» **SET EXERCISE**:
Scale the items from the line that contains "Task: where can the white seat" through the line that contains "x=180, y=440", rewriting each of those lines, requests included, with every x and y coordinate in the answers multiplied by 1.7 and rounded to a whole number, halves rounding up. Give only those lines.

» **GIVEN RECORDS**:
** start **
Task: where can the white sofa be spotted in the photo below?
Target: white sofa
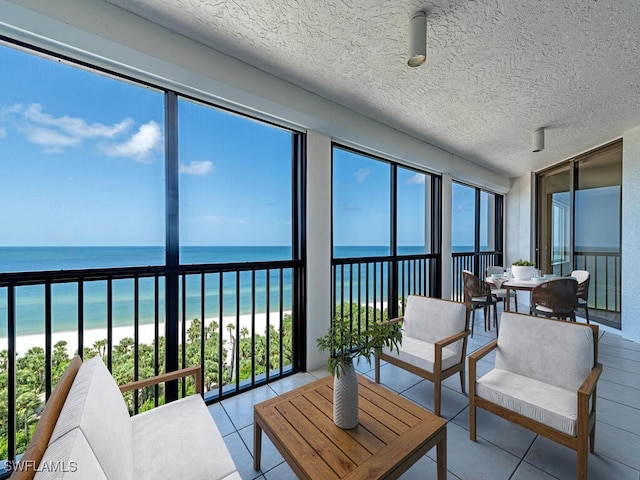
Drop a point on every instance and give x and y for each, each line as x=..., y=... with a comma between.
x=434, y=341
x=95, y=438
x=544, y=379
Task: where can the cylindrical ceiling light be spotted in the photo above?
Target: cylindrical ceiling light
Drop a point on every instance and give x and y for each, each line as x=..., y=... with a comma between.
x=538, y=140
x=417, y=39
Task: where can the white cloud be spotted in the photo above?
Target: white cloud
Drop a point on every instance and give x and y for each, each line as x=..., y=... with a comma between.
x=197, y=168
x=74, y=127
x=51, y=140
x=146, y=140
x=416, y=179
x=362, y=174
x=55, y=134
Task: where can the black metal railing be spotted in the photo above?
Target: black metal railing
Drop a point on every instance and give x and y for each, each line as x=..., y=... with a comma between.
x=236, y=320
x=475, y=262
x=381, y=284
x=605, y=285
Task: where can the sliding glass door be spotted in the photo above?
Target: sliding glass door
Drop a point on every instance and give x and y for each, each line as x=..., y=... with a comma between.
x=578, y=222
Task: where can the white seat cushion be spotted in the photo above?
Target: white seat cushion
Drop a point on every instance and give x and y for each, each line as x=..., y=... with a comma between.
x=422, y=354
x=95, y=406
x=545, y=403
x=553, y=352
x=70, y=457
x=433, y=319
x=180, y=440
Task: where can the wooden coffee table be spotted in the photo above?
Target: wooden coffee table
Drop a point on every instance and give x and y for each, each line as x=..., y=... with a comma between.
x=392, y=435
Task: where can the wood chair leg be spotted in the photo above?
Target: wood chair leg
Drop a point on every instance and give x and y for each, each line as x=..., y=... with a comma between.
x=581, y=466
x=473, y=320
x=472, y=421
** end **
** start **
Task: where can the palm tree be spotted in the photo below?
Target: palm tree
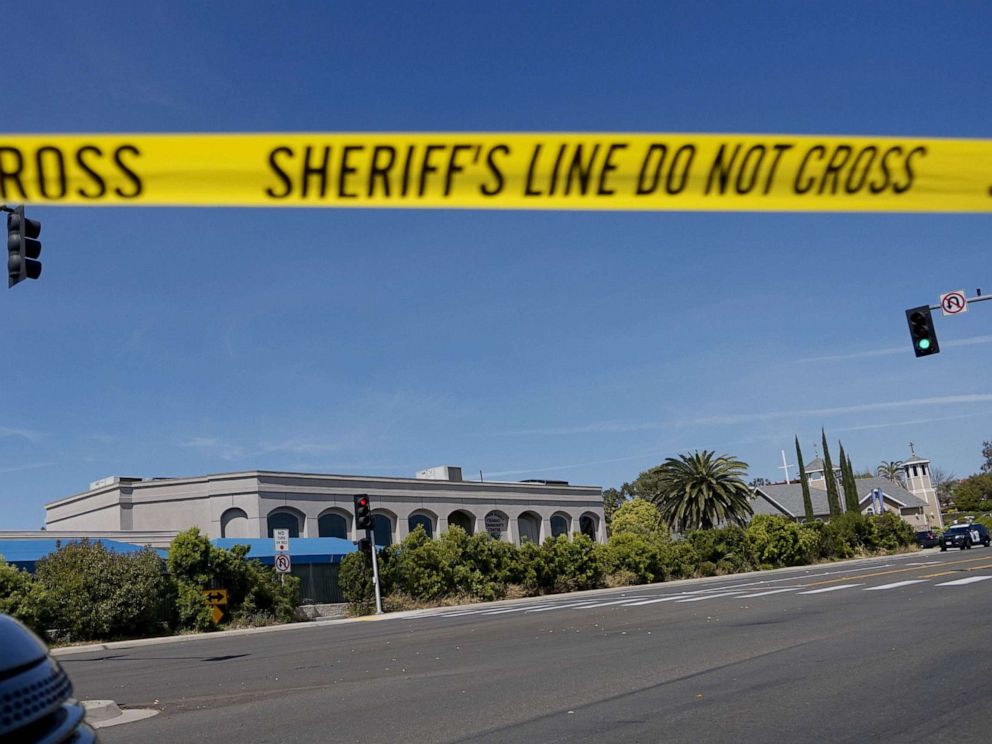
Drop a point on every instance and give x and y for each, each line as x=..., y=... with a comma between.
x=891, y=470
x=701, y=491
** end **
» **ANSWER BELOW**:
Task: where can the white seat cushion be spotted in the photo above?
Target: white seat cushion
Drop a point on every instance and give x and y for each, each line as x=..., y=... with a comma between.
x=717, y=602
x=162, y=690
x=927, y=685
x=940, y=598
x=119, y=777
x=736, y=542
x=306, y=748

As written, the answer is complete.